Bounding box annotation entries
════════
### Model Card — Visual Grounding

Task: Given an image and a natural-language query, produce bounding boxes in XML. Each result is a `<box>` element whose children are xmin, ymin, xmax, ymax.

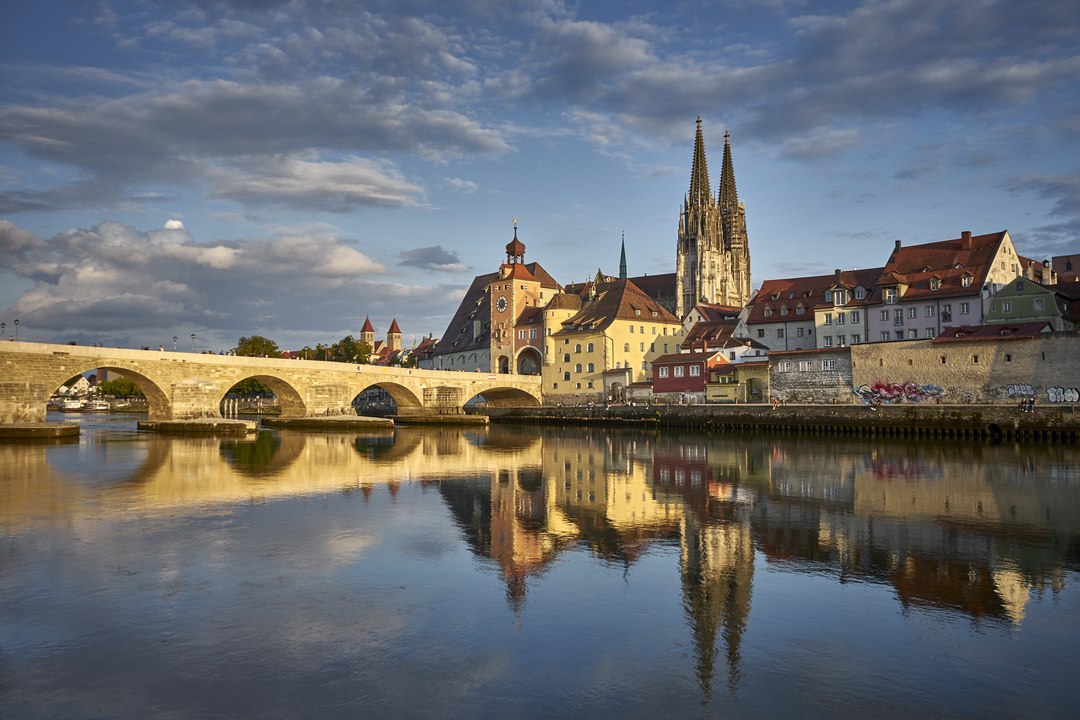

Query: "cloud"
<box><xmin>0</xmin><ymin>220</ymin><xmax>388</xmax><ymax>344</ymax></box>
<box><xmin>397</xmin><ymin>245</ymin><xmax>468</xmax><ymax>272</ymax></box>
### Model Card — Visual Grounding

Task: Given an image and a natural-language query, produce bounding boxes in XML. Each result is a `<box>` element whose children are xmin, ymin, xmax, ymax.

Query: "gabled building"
<box><xmin>866</xmin><ymin>230</ymin><xmax>1023</xmax><ymax>342</ymax></box>
<box><xmin>735</xmin><ymin>275</ymin><xmax>836</xmax><ymax>350</ymax></box>
<box><xmin>986</xmin><ymin>277</ymin><xmax>1080</xmax><ymax>330</ymax></box>
<box><xmin>814</xmin><ymin>268</ymin><xmax>882</xmax><ymax>348</ymax></box>
<box><xmin>431</xmin><ymin>222</ymin><xmax>561</xmax><ymax>373</ymax></box>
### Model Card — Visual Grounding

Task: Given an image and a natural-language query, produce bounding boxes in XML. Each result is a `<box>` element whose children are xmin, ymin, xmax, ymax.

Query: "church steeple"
<box><xmin>716</xmin><ymin>131</ymin><xmax>739</xmax><ymax>215</ymax></box>
<box><xmin>689</xmin><ymin>116</ymin><xmax>713</xmax><ymax>207</ymax></box>
<box><xmin>619</xmin><ymin>233</ymin><xmax>626</xmax><ymax>280</ymax></box>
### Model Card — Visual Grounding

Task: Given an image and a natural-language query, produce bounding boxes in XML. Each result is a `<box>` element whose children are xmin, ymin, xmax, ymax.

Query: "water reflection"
<box><xmin>0</xmin><ymin>427</ymin><xmax>1080</xmax><ymax>698</ymax></box>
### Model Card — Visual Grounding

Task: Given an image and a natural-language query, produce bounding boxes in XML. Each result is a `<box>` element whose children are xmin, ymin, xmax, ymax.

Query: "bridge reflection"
<box><xmin>0</xmin><ymin>426</ymin><xmax>1080</xmax><ymax>692</ymax></box>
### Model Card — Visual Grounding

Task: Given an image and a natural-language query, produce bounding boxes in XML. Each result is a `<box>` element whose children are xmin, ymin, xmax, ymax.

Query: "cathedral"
<box><xmin>675</xmin><ymin>116</ymin><xmax>751</xmax><ymax>317</ymax></box>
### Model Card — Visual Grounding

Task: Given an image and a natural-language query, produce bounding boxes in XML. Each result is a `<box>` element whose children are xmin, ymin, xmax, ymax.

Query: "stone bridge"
<box><xmin>0</xmin><ymin>341</ymin><xmax>542</xmax><ymax>423</ymax></box>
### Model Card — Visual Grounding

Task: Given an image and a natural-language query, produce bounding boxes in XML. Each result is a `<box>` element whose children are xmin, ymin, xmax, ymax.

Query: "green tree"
<box><xmin>97</xmin><ymin>378</ymin><xmax>143</xmax><ymax>397</ymax></box>
<box><xmin>232</xmin><ymin>335</ymin><xmax>281</xmax><ymax>357</ymax></box>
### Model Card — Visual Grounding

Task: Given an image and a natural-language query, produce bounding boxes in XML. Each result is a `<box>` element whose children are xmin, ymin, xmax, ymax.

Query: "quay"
<box><xmin>486</xmin><ymin>404</ymin><xmax>1080</xmax><ymax>444</ymax></box>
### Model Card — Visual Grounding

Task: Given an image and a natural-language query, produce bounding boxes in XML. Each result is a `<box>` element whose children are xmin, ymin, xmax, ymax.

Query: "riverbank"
<box><xmin>486</xmin><ymin>404</ymin><xmax>1080</xmax><ymax>444</ymax></box>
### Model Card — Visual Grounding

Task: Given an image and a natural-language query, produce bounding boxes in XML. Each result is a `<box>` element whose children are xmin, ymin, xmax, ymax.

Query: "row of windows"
<box><xmin>777</xmin><ymin>359</ymin><xmax>836</xmax><ymax>372</ymax></box>
<box><xmin>657</xmin><ymin>365</ymin><xmax>701</xmax><ymax>378</ymax></box>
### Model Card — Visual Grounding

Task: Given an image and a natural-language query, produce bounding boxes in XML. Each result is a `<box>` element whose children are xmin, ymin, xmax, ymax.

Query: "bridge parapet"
<box><xmin>0</xmin><ymin>341</ymin><xmax>542</xmax><ymax>423</ymax></box>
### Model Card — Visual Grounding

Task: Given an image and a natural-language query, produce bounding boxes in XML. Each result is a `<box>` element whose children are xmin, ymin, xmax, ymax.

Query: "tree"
<box><xmin>232</xmin><ymin>335</ymin><xmax>281</xmax><ymax>357</ymax></box>
<box><xmin>97</xmin><ymin>378</ymin><xmax>143</xmax><ymax>397</ymax></box>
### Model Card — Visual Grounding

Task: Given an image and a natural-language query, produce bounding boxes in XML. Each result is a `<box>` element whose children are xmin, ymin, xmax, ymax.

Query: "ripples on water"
<box><xmin>0</xmin><ymin>416</ymin><xmax>1080</xmax><ymax>720</ymax></box>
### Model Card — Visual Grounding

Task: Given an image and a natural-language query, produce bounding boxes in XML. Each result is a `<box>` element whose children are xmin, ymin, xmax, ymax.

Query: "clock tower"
<box><xmin>488</xmin><ymin>218</ymin><xmax>540</xmax><ymax>373</ymax></box>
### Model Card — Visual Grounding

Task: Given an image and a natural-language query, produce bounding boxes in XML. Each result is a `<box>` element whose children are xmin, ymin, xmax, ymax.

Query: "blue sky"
<box><xmin>0</xmin><ymin>0</ymin><xmax>1080</xmax><ymax>350</ymax></box>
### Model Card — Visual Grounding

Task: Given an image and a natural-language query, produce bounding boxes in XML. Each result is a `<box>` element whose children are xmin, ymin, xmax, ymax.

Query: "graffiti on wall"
<box><xmin>1005</xmin><ymin>384</ymin><xmax>1035</xmax><ymax>397</ymax></box>
<box><xmin>1047</xmin><ymin>388</ymin><xmax>1080</xmax><ymax>403</ymax></box>
<box><xmin>852</xmin><ymin>382</ymin><xmax>945</xmax><ymax>404</ymax></box>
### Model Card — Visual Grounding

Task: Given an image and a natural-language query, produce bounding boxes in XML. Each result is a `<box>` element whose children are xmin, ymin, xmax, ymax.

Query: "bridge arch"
<box><xmin>353</xmin><ymin>380</ymin><xmax>423</xmax><ymax>413</ymax></box>
<box><xmin>41</xmin><ymin>363</ymin><xmax>172</xmax><ymax>419</ymax></box>
<box><xmin>217</xmin><ymin>373</ymin><xmax>308</xmax><ymax>418</ymax></box>
<box><xmin>514</xmin><ymin>345</ymin><xmax>543</xmax><ymax>375</ymax></box>
<box><xmin>469</xmin><ymin>386</ymin><xmax>540</xmax><ymax>407</ymax></box>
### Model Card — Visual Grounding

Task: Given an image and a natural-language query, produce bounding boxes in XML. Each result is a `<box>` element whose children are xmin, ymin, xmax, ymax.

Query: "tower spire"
<box><xmin>619</xmin><ymin>232</ymin><xmax>626</xmax><ymax>280</ymax></box>
<box><xmin>716</xmin><ymin>131</ymin><xmax>739</xmax><ymax>216</ymax></box>
<box><xmin>690</xmin><ymin>116</ymin><xmax>713</xmax><ymax>207</ymax></box>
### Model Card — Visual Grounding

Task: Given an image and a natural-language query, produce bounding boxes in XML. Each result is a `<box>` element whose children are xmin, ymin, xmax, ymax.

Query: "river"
<box><xmin>0</xmin><ymin>413</ymin><xmax>1080</xmax><ymax>720</ymax></box>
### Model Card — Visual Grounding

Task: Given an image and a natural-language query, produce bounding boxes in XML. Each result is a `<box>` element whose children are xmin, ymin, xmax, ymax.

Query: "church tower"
<box><xmin>675</xmin><ymin>116</ymin><xmax>751</xmax><ymax>317</ymax></box>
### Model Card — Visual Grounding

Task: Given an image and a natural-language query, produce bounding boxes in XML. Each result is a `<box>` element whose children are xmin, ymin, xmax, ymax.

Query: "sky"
<box><xmin>0</xmin><ymin>0</ymin><xmax>1080</xmax><ymax>352</ymax></box>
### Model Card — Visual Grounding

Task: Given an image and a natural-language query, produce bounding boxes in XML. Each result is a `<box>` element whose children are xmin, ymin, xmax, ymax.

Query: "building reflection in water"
<box><xmin>0</xmin><ymin>427</ymin><xmax>1080</xmax><ymax>695</ymax></box>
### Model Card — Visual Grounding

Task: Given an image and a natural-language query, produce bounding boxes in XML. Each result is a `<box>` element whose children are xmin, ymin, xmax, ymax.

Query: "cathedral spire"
<box><xmin>619</xmin><ymin>233</ymin><xmax>626</xmax><ymax>280</ymax></box>
<box><xmin>716</xmin><ymin>131</ymin><xmax>739</xmax><ymax>215</ymax></box>
<box><xmin>690</xmin><ymin>116</ymin><xmax>713</xmax><ymax>207</ymax></box>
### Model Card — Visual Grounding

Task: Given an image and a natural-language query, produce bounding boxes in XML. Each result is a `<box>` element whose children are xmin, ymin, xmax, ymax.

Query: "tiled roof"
<box><xmin>870</xmin><ymin>230</ymin><xmax>1005</xmax><ymax>303</ymax></box>
<box><xmin>931</xmin><ymin>321</ymin><xmax>1053</xmax><ymax>342</ymax></box>
<box><xmin>558</xmin><ymin>280</ymin><xmax>679</xmax><ymax>332</ymax></box>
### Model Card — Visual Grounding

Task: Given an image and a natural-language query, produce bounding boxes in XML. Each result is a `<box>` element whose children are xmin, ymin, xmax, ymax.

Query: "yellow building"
<box><xmin>543</xmin><ymin>273</ymin><xmax>683</xmax><ymax>403</ymax></box>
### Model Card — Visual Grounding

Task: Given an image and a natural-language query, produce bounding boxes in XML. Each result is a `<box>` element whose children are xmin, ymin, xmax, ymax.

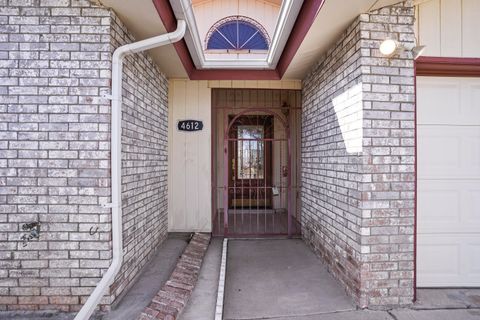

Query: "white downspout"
<box><xmin>74</xmin><ymin>20</ymin><xmax>186</xmax><ymax>320</ymax></box>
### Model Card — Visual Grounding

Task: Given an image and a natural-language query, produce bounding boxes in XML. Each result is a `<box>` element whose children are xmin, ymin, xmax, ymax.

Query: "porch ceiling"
<box><xmin>97</xmin><ymin>0</ymin><xmax>401</xmax><ymax>80</ymax></box>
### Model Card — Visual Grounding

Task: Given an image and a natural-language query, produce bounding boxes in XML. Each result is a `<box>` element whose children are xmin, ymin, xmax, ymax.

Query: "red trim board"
<box><xmin>152</xmin><ymin>0</ymin><xmax>325</xmax><ymax>80</ymax></box>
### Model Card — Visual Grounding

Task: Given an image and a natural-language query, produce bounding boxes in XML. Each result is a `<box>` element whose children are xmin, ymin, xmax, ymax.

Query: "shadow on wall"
<box><xmin>332</xmin><ymin>82</ymin><xmax>363</xmax><ymax>154</ymax></box>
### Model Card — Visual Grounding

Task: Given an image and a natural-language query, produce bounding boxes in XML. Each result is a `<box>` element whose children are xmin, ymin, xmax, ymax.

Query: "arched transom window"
<box><xmin>206</xmin><ymin>16</ymin><xmax>270</xmax><ymax>51</ymax></box>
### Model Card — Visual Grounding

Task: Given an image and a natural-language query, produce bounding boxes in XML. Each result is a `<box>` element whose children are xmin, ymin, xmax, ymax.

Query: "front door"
<box><xmin>228</xmin><ymin>115</ymin><xmax>275</xmax><ymax>209</ymax></box>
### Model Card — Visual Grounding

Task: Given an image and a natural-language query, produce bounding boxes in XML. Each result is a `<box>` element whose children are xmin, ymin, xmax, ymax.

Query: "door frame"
<box><xmin>413</xmin><ymin>56</ymin><xmax>480</xmax><ymax>302</ymax></box>
<box><xmin>223</xmin><ymin>107</ymin><xmax>293</xmax><ymax>238</ymax></box>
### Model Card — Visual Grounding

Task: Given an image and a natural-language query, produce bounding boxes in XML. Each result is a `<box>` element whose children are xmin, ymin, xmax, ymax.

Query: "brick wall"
<box><xmin>302</xmin><ymin>1</ymin><xmax>414</xmax><ymax>307</ymax></box>
<box><xmin>0</xmin><ymin>0</ymin><xmax>167</xmax><ymax>311</ymax></box>
<box><xmin>111</xmin><ymin>14</ymin><xmax>168</xmax><ymax>304</ymax></box>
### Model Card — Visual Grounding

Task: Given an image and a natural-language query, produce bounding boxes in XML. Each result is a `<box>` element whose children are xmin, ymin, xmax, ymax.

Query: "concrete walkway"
<box><xmin>221</xmin><ymin>240</ymin><xmax>480</xmax><ymax>320</ymax></box>
<box><xmin>178</xmin><ymin>238</ymin><xmax>223</xmax><ymax>320</ymax></box>
<box><xmin>224</xmin><ymin>239</ymin><xmax>355</xmax><ymax>320</ymax></box>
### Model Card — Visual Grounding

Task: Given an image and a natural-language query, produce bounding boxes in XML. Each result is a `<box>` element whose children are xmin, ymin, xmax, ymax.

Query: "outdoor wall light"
<box><xmin>379</xmin><ymin>39</ymin><xmax>425</xmax><ymax>60</ymax></box>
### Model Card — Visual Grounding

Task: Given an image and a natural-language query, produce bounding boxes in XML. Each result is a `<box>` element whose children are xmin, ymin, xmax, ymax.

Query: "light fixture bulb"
<box><xmin>380</xmin><ymin>39</ymin><xmax>398</xmax><ymax>57</ymax></box>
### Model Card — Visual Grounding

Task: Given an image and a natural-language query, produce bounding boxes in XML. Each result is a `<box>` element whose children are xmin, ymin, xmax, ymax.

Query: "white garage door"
<box><xmin>417</xmin><ymin>77</ymin><xmax>480</xmax><ymax>287</ymax></box>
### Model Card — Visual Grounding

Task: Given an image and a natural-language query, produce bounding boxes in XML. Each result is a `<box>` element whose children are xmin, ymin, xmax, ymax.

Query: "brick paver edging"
<box><xmin>137</xmin><ymin>233</ymin><xmax>210</xmax><ymax>320</ymax></box>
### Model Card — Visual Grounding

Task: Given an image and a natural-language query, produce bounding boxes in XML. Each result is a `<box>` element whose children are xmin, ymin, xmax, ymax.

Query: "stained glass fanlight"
<box><xmin>206</xmin><ymin>16</ymin><xmax>269</xmax><ymax>51</ymax></box>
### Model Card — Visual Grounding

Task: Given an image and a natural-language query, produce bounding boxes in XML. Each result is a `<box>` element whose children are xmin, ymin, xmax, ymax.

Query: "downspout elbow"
<box><xmin>74</xmin><ymin>20</ymin><xmax>186</xmax><ymax>320</ymax></box>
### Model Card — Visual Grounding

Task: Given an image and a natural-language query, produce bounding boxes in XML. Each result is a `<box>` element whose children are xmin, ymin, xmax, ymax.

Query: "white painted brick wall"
<box><xmin>0</xmin><ymin>0</ymin><xmax>167</xmax><ymax>311</ymax></box>
<box><xmin>302</xmin><ymin>1</ymin><xmax>415</xmax><ymax>307</ymax></box>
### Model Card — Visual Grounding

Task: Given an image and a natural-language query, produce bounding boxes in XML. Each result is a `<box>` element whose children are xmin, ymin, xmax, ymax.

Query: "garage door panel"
<box><xmin>417</xmin><ymin>77</ymin><xmax>480</xmax><ymax>125</ymax></box>
<box><xmin>417</xmin><ymin>125</ymin><xmax>480</xmax><ymax>179</ymax></box>
<box><xmin>417</xmin><ymin>77</ymin><xmax>480</xmax><ymax>287</ymax></box>
<box><xmin>417</xmin><ymin>234</ymin><xmax>480</xmax><ymax>287</ymax></box>
<box><xmin>417</xmin><ymin>180</ymin><xmax>480</xmax><ymax>234</ymax></box>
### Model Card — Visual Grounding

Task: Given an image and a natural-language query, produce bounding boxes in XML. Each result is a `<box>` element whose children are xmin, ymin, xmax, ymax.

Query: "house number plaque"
<box><xmin>177</xmin><ymin>120</ymin><xmax>203</xmax><ymax>132</ymax></box>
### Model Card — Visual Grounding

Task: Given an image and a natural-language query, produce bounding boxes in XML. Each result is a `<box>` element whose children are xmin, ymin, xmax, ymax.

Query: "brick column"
<box><xmin>359</xmin><ymin>1</ymin><xmax>415</xmax><ymax>306</ymax></box>
<box><xmin>302</xmin><ymin>1</ymin><xmax>415</xmax><ymax>307</ymax></box>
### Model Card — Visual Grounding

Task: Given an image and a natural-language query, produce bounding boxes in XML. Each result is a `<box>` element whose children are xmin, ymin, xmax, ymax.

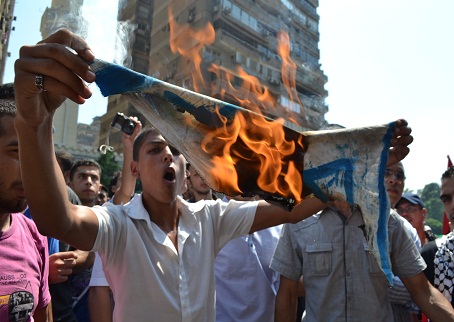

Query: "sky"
<box><xmin>4</xmin><ymin>0</ymin><xmax>454</xmax><ymax>192</ymax></box>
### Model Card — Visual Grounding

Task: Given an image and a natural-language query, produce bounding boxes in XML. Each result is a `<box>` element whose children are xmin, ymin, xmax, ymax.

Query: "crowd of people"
<box><xmin>0</xmin><ymin>30</ymin><xmax>454</xmax><ymax>322</ymax></box>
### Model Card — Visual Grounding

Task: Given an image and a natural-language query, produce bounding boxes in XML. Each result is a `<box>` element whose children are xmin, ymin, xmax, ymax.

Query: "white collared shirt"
<box><xmin>93</xmin><ymin>195</ymin><xmax>258</xmax><ymax>322</ymax></box>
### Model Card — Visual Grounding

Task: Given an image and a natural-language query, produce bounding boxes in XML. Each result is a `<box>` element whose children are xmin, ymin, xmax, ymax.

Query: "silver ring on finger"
<box><xmin>35</xmin><ymin>75</ymin><xmax>46</xmax><ymax>92</ymax></box>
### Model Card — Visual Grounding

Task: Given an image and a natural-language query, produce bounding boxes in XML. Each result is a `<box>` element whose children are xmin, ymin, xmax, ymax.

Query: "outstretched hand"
<box><xmin>387</xmin><ymin>119</ymin><xmax>413</xmax><ymax>167</ymax></box>
<box><xmin>14</xmin><ymin>29</ymin><xmax>96</xmax><ymax>127</ymax></box>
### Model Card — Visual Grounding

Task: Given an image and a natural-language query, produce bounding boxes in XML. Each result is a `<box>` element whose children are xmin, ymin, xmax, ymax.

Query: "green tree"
<box><xmin>98</xmin><ymin>151</ymin><xmax>120</xmax><ymax>187</ymax></box>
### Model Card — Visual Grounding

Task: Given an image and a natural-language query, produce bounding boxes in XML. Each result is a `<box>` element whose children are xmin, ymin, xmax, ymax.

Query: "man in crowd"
<box><xmin>434</xmin><ymin>167</ymin><xmax>454</xmax><ymax>306</ymax></box>
<box><xmin>0</xmin><ymin>99</ymin><xmax>52</xmax><ymax>322</ymax></box>
<box><xmin>15</xmin><ymin>30</ymin><xmax>412</xmax><ymax>321</ymax></box>
<box><xmin>396</xmin><ymin>193</ymin><xmax>434</xmax><ymax>247</ymax></box>
<box><xmin>69</xmin><ymin>159</ymin><xmax>102</xmax><ymax>321</ymax></box>
<box><xmin>271</xmin><ymin>163</ymin><xmax>454</xmax><ymax>322</ymax></box>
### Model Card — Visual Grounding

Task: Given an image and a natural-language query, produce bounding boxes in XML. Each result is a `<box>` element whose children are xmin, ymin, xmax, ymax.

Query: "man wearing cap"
<box><xmin>396</xmin><ymin>193</ymin><xmax>434</xmax><ymax>246</ymax></box>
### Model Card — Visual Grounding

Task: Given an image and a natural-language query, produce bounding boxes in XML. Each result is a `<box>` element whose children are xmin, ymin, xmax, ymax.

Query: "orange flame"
<box><xmin>169</xmin><ymin>7</ymin><xmax>303</xmax><ymax>201</ymax></box>
<box><xmin>277</xmin><ymin>31</ymin><xmax>301</xmax><ymax>109</ymax></box>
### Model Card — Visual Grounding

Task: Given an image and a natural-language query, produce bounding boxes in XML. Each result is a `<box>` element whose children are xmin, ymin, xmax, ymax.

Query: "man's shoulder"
<box><xmin>11</xmin><ymin>213</ymin><xmax>47</xmax><ymax>248</ymax></box>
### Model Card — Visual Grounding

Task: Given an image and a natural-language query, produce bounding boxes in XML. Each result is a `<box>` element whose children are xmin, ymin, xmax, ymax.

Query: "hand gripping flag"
<box><xmin>91</xmin><ymin>60</ymin><xmax>395</xmax><ymax>284</ymax></box>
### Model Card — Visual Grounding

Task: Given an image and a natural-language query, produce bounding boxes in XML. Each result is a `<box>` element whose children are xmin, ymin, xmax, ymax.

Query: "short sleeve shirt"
<box><xmin>93</xmin><ymin>195</ymin><xmax>258</xmax><ymax>321</ymax></box>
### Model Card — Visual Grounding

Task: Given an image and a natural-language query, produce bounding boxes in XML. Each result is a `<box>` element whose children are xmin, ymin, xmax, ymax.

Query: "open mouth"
════════
Goal -> Pull out every line in the rows above that contains the word "crowd".

Finished answer ->
Query: "crowd of people"
Query: "man in crowd"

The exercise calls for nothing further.